Kegagalan melaksanakan hidup sederhana membuat saya berani menyatakan bahwa 
saya mengidap penyakit bernama: Didera Serba Kekurangan (DSK), dan entah 
bagaimana cara menyembuhkan atau menerapinya. Saya bahkan menganggap gejala 
penyakit ini malah harus dimaklumi alih-alih diperiksa. Buktinya ialah bahwa 
saya ternyata lebih bersemangat mengejar kekurangan tersebut, alih-alih 
mengurangi kebutuhan atau meminimalkan maupun terus-terus berperilaku dan 
memilih hidup bersahaja.

Katakanlah saya ingin merayakan satu dekade pernikahan dan ingin 
melangsungkannya dengan sederhana; apa yang seharusnya saya lakukan? Merayakan 
syukuran sendiri, dengan doa, atau memilih mengajak anak-istri ke warteg paling 
murahan di dekat rumah, atau ke restoran eksklusif yang hanya dikunjungi bila 
keuangan kita berlebihan atau pikiran sedang nggak waras? Semua jawaban tampak 
salah.

Semua orang saya yakin akan bilang, "Sederhana itu tidak berarti kamu harus 
merayakan hari pernikahan di warteg. Pilihan di restoran steak terkemuka malah 
lebih baik, karena itu hari istimewa kamu! Kalau kamu merayakan di warteg, 
ketahuan betapa pelit kamu pada keluarga!" Entah kenapa jawaban itu membuat 
saya merasa gagal jadi orang sederhana. Saya pikir, apa bedanya makan di warteg 
dan restoran, kalau kita bisa merasakan nikmat dan kenyang dengan kualitas 
setara? Orang-orang yang tahu apa arti bahan makanan bagi tubuh dan selera 
jelas menolak jawaban ini.

Iktikad hidup sederhana makin tambah runyam, mendapat tantangan dan ledekan 
karena kita kini mengenal hasrat bernama konsumerisme. Baru-baru ini saya 
sekeluarga membela terus-menerus belanja di satu pasar swalayan karena bila 
belanja dengan nilai tertentu akan mendapat satu kupon yang setelah berjumlah 
45 lembar bisa ditukar dengan boneka anjing atau kucing. Bayangkan! Hancur 
sudah niat sederhana saya karena menuruti iming-iming konsumerisme. Saya 
membelanjakan uang bukan demi kebutuhan yang benar-benar sulit dihindari, 
melainkan karena ada pamrih lain di sana. Ternyata cukup mudah menipu keinginan 
massa. Kelakuan saya itu persis Ilalang (anak saya) yang selalu mengambil snack 
atau barang lain disertai hadiah di dalamnya.

» YANG DIMINTA
[a] Sebutkan semua tempat makan yang disebut dalam kutipan tentang hidup sederhana.
[b] Lanjutkan kutipan tentang hidup sederhana mulai dari titik terakhirnya.

» MATERI YANG DITAMPILKAN
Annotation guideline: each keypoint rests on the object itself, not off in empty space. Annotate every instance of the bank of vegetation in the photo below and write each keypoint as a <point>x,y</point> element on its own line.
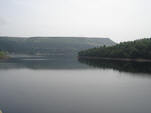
<point>138,49</point>
<point>2,55</point>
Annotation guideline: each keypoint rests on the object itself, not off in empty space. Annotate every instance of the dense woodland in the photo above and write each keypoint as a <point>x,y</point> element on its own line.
<point>131,49</point>
<point>50,45</point>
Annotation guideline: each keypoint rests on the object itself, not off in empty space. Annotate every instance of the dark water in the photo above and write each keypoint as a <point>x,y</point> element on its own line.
<point>68,85</point>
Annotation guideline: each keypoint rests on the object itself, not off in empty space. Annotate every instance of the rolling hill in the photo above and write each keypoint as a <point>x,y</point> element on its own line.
<point>51,45</point>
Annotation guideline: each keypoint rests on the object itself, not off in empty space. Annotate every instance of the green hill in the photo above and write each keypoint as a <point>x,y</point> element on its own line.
<point>51,45</point>
<point>138,49</point>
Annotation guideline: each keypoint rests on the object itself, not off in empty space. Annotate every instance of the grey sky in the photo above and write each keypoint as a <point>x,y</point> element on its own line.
<point>120,20</point>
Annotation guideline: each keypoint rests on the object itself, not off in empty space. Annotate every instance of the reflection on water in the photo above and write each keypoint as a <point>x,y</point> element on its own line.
<point>122,66</point>
<point>64,85</point>
<point>53,62</point>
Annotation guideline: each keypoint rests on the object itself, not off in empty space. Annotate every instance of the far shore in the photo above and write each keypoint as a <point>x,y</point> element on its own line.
<point>115,59</point>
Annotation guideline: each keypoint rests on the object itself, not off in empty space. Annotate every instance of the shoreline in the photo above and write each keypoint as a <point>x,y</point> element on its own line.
<point>115,59</point>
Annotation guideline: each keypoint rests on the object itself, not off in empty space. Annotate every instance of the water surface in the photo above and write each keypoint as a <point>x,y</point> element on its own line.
<point>66,85</point>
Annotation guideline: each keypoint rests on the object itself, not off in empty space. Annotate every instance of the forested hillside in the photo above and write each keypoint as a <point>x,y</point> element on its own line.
<point>132,49</point>
<point>50,45</point>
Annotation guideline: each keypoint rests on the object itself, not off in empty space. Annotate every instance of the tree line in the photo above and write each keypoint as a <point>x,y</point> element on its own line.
<point>131,49</point>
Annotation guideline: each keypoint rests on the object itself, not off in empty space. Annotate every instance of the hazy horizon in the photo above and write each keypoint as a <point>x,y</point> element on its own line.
<point>119,20</point>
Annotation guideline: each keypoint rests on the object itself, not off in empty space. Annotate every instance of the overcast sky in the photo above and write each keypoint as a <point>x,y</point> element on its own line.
<point>120,20</point>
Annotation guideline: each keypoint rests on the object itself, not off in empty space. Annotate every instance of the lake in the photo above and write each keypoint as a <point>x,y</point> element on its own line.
<point>71,85</point>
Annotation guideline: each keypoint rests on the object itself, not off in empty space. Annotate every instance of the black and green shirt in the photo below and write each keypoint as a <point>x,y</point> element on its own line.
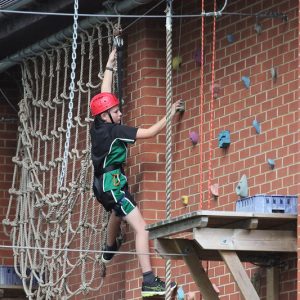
<point>109,147</point>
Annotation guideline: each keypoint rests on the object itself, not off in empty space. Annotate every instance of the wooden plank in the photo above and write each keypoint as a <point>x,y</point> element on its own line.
<point>239,274</point>
<point>196,269</point>
<point>243,224</point>
<point>225,219</point>
<point>247,240</point>
<point>168,248</point>
<point>273,283</point>
<point>180,226</point>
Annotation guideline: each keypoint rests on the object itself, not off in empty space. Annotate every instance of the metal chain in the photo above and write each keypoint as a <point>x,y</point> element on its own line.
<point>71,88</point>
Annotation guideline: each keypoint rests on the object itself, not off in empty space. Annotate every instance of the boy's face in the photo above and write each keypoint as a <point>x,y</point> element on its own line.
<point>115,114</point>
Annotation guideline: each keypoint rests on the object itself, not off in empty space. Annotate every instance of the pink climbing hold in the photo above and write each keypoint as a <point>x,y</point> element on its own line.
<point>194,137</point>
<point>215,189</point>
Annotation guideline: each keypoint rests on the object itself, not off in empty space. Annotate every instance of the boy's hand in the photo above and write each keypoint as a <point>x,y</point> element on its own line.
<point>112,59</point>
<point>178,106</point>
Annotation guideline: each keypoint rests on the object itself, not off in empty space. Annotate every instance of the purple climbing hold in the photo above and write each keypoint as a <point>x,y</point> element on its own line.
<point>230,38</point>
<point>194,137</point>
<point>246,81</point>
<point>197,57</point>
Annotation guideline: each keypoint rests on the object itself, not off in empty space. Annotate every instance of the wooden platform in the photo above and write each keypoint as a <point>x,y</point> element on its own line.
<point>232,237</point>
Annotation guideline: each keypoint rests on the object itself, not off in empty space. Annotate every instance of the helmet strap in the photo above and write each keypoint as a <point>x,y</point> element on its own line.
<point>110,117</point>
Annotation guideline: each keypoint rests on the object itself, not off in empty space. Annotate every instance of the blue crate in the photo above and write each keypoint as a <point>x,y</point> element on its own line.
<point>268,204</point>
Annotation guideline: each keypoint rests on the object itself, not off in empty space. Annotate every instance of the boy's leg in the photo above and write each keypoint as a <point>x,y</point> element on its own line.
<point>151,285</point>
<point>113,228</point>
<point>136,221</point>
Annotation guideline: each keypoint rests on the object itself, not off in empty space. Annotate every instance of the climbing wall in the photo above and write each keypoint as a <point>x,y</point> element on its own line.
<point>240,51</point>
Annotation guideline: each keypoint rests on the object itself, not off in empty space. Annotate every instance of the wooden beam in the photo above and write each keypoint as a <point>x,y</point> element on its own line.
<point>196,269</point>
<point>243,224</point>
<point>239,274</point>
<point>273,283</point>
<point>246,240</point>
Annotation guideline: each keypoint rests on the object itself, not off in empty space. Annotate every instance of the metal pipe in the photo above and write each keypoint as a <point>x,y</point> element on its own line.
<point>59,37</point>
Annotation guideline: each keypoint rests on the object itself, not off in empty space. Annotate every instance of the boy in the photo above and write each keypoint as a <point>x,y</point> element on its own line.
<point>109,151</point>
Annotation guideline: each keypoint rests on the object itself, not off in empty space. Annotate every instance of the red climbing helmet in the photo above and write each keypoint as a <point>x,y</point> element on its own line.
<point>102,102</point>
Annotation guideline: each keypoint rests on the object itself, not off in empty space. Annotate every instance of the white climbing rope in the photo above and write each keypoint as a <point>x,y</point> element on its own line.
<point>169,96</point>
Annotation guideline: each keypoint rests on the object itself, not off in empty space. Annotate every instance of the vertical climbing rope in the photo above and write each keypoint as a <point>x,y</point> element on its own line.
<point>168,132</point>
<point>212,105</point>
<point>201,103</point>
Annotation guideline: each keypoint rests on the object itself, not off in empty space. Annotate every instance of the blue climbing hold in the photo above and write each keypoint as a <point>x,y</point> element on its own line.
<point>258,28</point>
<point>273,73</point>
<point>242,187</point>
<point>257,126</point>
<point>224,139</point>
<point>271,163</point>
<point>230,38</point>
<point>180,293</point>
<point>246,81</point>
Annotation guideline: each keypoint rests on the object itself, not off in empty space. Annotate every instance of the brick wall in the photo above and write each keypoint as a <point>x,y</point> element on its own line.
<point>274,104</point>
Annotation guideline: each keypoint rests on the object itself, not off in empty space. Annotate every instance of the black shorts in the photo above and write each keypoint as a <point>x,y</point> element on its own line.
<point>111,200</point>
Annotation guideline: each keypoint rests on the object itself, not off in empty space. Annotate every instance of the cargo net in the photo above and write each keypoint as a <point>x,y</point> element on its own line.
<point>58,230</point>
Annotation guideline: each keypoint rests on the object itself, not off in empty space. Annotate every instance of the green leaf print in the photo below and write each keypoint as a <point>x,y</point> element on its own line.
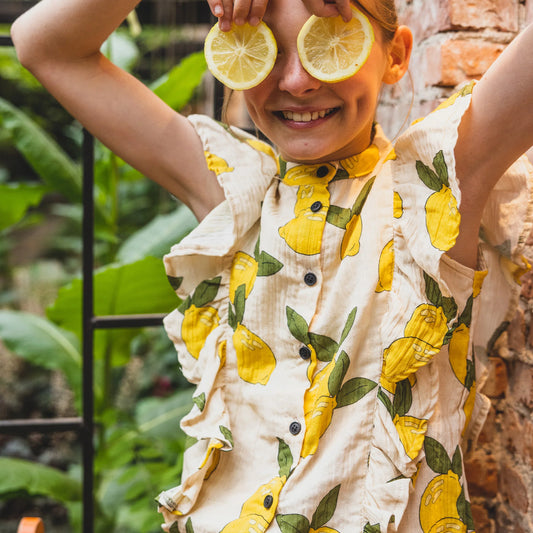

» JAWABAN
[a]
- Warteg paling murahan di dekat rumah
- Restoran eksklusif yang hanya dikunjungi bila keuangan berlebihan
- Restoran steak terkemuka

[b]
Karena sederhana beda-beda bentuknya, kita akhirnya bingung akan memilih model 
mana atau akan membentuk sendiri citra sederhana seperti apa; dan akibatnya 
sederhana itu makin jauh dari diri kita, makin sulit diikuti, dan 
perlahan-lahan gantinya kita dipeluk makin erat oleh kebutuhan yang makin 
banyak dan menumpuk. Kata Arvan, kita makin kerepotan oleh hal remeh-temeh, 
tetek-bengek, trivia, alih-alih mencari yang hakikat. Persoalannya, bagaimana 
kita bisa menemukan yang hakikat bila kita kehilangan tujuan dan persoalan yang 
sebenarnya? Lama-lama sederhana menjadi sesuatu yang eksotik; ia indah, ideal, 
tapi terlalu jauh dan sukar untuk diraih dan dilaksanakan. Kenapa? Karena kita 
menganggap sederhana itu terlalu jauh dan sulit berkompromi dengan sebagian 
besar aspek hidup kita. 

Akibatnya bisa diduga: gerakan hidup sederhana yang sejati kehilangan penganut, 
atau pelakunya terlalu sederhana untuk jadi orang terkemuka dan jadi panutan. 
Orang-orang yang boleh jadi sudah cukup kaya--katakanlah saya--masih saja 
mengeluh kekurangan, berkampanye hidup sederhana tetapi sulit membedakan mana 
hawa nafsu dan mana memenuhi kebutuhan paling dasar. Habis dia ketakutan bahwa 
hidup sederhana akan menghalanginya bisa menikmati espresso dan kopi Aroma.

Sederhana mungkin makin sulit berkenan di hati kita semua, apalagi sekarang 
orang senantiasa menargetkan segala hal serba luar biasa, grandiose, harus 
semakin hebat. Cobalah kalau perusahaan tempat Anda menargetkan misi makin 
sederhana dan bos Anda meminta capaian lebih sederhana; mungkin Anda akan 
segera merasa masuk tempat ibadah, tempat para penceramah tiap Jumat atau 
Minggu meminta orang hidup tambah sederhana, jangan sampai terlena dunia, 
bersedekah lebih banyak--biar amplop yang dia terima tambah tebal. (Aih, 
Wartax, kayaknya kamu mudah berburuk sangka!)

Ternyata sederhana beda-beda bentuknya, walaupun hakikatnya boleh jadi sama. 
Cerita-cerita hikmah tentang sederhana bisa berwujud sesuatu yang mengejutkan 
kita. Orang silakan saja bilang tentang gaya hidup sederhana namun toh itu tak 
menghalanginya menyelenggarakan perkawinan anaknya dengan biaya milyaran 
rupiah. Dengan begitu, sederhana seorang pejabat tinggi negara jelas beda 
dengan sederhana seorang pekerja out source; meskipun mereka sama-sama bisa 
berangkat kerja dengan sepeda atau jalan kaki. Baiklah, asal hakikatnya mereka 
temukan bersama.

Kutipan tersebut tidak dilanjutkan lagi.